**Excerpt:**
The book focuses on physics theories revolving around matter and time. They are explored through the two main characters, Regina Russo and Ron Larson.
Regina seeks to indoctrinate Ron Larson into her way of thinking. Having been a lecturer in physics for a long time, Professor Russo has an impressive history, one governed purely by passion. There is also a dark story in her past, amongst other shocking reveals, that will keep the reader glued to the pages. Unfortunately, most of the secrets are unveiled towards the end of the book. Their magnitude coupled with the hasty ending reduced the impact to a poorly-done shock effect from the author. This was the only thing I disliked.
The rest of the book was more than satisfactory to me. Since I am interested in physics, I loved examining the theories as they were revealed, cross-referencing with other existing theories, and comparing the arguments surrounding each of them.
I enjoy a good read, and the author certainly outdid himself with this book. There was minimal destruction from the storyline since the plot development was linear; mostly the story focused on Ron Larson's life. This helped a lot in keeping the reader's concentration within the areas of interest, which I believe was the science content.
For this reason, I suggest readers who want a robust storyline with multiple plot lines to steer clear. This book is meant for readers who will appreciate the subject at hand and view the story between Russo and Ron Larson as a bonus. It would be an ideal read for students and teachers with an interest in quantum physics. There is a lot to learn if the topics are of interest to the reader.
I found no errors, which is a testament to the author's excellent work. The editing was outstanding in its perfection. I found the use of profanities a shame as it excludes younger readers from being a potential audience for the book.
Because of the reasons above, I give the book 4 out of 4 stars. The arguments gave a lot of food for thought, which is exactly what a great book should do; to entertain and to educate.

**Dataset rows:**
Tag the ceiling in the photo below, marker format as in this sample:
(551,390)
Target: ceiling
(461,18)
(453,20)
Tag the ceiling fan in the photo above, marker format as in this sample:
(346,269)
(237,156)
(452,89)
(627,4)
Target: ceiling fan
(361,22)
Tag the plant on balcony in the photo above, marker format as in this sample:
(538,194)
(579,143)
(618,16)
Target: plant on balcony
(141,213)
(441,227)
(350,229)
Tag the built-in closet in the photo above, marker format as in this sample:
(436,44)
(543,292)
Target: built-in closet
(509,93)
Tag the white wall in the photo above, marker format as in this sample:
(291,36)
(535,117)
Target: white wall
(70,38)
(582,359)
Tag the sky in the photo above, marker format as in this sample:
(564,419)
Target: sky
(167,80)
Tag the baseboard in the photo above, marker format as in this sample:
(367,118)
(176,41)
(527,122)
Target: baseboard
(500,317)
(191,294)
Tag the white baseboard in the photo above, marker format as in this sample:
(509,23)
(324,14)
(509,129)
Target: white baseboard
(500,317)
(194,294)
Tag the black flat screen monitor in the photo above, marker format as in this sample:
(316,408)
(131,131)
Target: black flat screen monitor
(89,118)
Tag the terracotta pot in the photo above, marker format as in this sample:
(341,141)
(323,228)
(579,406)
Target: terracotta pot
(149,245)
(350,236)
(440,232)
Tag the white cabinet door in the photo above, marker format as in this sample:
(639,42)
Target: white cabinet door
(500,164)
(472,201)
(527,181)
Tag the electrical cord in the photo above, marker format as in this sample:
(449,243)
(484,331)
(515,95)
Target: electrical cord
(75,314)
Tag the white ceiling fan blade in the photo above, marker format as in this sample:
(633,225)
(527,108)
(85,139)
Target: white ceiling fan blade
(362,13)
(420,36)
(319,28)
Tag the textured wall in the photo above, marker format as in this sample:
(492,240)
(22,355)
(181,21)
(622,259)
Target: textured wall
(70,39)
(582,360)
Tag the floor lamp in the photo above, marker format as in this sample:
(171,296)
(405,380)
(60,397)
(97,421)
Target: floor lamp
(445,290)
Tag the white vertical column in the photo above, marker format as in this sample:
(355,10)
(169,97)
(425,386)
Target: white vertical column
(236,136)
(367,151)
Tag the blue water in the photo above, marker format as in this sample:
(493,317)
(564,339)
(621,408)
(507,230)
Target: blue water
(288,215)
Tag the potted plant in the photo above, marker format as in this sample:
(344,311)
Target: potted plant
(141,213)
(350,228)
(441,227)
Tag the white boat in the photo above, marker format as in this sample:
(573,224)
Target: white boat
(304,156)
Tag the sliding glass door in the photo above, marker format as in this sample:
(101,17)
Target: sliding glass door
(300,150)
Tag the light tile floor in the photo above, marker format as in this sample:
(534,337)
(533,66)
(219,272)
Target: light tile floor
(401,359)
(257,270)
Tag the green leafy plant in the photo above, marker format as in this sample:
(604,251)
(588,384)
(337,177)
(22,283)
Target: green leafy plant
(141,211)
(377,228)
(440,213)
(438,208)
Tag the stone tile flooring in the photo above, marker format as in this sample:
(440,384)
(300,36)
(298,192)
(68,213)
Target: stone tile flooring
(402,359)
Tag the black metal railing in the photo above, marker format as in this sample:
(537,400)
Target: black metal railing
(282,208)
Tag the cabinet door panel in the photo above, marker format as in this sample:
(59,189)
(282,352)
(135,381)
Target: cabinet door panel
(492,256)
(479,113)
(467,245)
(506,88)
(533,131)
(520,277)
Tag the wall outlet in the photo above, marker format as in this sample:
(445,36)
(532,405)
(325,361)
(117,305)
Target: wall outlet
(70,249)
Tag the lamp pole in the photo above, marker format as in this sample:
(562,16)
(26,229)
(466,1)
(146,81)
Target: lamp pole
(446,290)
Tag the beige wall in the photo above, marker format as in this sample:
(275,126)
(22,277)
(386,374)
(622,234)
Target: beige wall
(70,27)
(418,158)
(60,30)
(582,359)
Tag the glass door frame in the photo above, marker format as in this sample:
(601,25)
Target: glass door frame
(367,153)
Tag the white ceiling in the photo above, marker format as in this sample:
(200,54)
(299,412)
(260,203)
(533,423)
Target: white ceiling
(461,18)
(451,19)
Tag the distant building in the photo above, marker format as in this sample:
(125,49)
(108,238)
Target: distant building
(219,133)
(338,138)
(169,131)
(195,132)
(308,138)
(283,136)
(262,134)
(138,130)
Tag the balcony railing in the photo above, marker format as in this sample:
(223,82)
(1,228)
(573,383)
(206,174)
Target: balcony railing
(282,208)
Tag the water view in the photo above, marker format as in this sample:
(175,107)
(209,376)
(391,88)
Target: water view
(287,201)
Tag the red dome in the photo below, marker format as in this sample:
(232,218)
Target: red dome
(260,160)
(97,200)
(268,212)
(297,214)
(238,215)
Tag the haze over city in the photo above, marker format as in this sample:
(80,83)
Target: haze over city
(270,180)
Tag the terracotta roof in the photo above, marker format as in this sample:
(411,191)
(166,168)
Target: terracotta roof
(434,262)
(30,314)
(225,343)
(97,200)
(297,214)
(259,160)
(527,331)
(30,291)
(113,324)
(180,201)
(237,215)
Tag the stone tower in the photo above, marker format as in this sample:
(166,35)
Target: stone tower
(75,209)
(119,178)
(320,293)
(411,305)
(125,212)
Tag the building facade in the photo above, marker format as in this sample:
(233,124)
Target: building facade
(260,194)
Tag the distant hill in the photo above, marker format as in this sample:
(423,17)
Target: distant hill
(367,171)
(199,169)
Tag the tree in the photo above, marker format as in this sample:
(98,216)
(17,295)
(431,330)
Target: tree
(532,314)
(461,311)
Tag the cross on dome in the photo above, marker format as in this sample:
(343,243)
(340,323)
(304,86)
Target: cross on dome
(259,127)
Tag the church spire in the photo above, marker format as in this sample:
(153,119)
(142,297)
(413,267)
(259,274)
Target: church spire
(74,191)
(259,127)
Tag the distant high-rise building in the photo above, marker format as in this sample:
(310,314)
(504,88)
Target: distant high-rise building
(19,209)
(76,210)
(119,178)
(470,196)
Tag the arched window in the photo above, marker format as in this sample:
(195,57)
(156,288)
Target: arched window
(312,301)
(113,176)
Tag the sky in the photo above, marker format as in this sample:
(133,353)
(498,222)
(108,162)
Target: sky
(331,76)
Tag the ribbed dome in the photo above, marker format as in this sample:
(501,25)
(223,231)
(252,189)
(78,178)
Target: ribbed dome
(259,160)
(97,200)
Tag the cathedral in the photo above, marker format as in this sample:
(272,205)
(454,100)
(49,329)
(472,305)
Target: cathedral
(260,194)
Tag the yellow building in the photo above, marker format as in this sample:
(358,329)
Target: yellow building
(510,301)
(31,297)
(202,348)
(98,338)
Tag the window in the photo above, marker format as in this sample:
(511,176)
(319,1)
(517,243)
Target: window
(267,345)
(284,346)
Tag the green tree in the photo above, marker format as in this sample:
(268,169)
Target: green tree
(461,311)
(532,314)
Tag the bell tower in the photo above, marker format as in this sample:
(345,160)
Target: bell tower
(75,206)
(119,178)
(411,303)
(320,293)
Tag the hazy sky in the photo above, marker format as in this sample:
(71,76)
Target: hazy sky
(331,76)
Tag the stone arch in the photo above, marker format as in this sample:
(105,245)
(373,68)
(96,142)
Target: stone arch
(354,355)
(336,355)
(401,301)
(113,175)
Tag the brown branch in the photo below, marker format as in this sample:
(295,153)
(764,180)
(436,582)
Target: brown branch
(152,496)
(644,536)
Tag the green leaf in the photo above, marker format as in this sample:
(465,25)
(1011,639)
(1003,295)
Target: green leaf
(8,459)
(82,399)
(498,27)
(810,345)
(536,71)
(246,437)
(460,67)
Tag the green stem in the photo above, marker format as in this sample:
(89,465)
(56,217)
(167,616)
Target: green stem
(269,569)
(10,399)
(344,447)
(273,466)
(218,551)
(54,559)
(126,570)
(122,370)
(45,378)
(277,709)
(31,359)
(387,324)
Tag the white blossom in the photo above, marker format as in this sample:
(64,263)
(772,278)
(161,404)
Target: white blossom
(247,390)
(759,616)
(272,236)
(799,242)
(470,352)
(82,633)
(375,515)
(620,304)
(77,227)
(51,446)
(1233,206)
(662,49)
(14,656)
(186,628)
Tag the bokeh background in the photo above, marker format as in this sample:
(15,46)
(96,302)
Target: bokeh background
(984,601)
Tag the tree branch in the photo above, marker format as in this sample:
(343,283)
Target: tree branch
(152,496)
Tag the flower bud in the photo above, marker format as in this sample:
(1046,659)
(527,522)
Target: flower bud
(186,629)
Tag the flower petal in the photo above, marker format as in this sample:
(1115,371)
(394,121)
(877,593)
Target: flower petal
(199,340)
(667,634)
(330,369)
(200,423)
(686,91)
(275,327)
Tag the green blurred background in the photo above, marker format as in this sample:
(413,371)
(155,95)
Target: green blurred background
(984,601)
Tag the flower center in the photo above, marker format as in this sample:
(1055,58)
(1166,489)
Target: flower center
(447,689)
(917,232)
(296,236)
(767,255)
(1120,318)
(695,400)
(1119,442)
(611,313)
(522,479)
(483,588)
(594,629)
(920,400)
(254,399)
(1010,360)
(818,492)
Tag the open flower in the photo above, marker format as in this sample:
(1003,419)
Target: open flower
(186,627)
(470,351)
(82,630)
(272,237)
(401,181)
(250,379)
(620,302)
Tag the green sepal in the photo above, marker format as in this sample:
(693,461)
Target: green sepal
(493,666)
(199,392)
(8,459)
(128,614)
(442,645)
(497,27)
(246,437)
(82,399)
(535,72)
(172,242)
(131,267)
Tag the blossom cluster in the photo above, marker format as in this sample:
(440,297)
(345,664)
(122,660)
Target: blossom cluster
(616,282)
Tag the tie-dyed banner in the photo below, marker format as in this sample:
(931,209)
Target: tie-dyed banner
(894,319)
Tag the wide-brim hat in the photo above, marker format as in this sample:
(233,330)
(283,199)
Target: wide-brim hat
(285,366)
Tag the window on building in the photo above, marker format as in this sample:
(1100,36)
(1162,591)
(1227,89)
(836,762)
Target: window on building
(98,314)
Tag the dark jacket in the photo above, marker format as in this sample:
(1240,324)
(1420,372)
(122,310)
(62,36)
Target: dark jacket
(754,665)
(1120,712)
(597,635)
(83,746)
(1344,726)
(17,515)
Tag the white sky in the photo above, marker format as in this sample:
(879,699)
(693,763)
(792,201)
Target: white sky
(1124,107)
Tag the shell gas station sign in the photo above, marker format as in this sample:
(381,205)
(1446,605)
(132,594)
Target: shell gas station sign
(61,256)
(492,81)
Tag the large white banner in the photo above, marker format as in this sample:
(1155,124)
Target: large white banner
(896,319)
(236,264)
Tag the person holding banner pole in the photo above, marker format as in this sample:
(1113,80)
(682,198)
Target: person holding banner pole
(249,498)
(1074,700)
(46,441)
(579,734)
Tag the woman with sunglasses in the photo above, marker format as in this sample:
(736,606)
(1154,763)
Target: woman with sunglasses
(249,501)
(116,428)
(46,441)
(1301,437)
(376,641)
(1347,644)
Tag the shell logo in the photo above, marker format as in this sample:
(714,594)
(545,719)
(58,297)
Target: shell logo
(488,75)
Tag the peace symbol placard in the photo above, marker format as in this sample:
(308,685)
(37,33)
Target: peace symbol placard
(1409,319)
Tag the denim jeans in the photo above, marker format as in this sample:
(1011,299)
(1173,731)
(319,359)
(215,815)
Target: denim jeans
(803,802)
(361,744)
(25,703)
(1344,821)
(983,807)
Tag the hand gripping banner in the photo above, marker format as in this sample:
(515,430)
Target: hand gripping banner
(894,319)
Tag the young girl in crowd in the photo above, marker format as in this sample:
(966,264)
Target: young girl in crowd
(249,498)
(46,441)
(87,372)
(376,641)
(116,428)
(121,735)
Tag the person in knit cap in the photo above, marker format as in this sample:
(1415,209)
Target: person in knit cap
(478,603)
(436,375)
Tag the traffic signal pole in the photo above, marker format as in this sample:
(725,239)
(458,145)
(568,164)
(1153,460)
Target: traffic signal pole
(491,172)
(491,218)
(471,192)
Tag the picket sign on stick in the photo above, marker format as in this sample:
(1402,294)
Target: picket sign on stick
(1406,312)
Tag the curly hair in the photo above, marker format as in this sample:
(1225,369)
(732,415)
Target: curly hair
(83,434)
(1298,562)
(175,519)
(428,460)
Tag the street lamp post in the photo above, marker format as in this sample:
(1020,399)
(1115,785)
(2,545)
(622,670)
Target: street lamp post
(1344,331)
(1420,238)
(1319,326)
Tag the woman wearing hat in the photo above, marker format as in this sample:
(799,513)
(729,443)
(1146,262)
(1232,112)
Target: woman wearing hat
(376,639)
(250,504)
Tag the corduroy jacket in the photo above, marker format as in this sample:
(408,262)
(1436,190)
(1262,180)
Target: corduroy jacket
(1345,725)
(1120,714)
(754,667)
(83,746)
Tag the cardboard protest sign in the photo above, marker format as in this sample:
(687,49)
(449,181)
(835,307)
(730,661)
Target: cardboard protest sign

**Given problem:** Can you reproduce, word for word, the passage of the book review between "For this reason, I" and "for the book.", inclusive?

**Reply:**
For this reason, I suggest readers who want a robust storyline with multiple plot lines to steer clear. This book is meant for readers who will appreciate the subject at hand and view the story between Russo and Ron Larson as a bonus. It would be an ideal read for students and teachers with an interest in quantum physics. There is a lot to learn if the topics are of interest to the reader.
I found no errors, which is a testament to the author's excellent work. The editing was outstanding in its perfection. I found the use of profanities a shame as it excludes younger readers from being a potential audience for the book.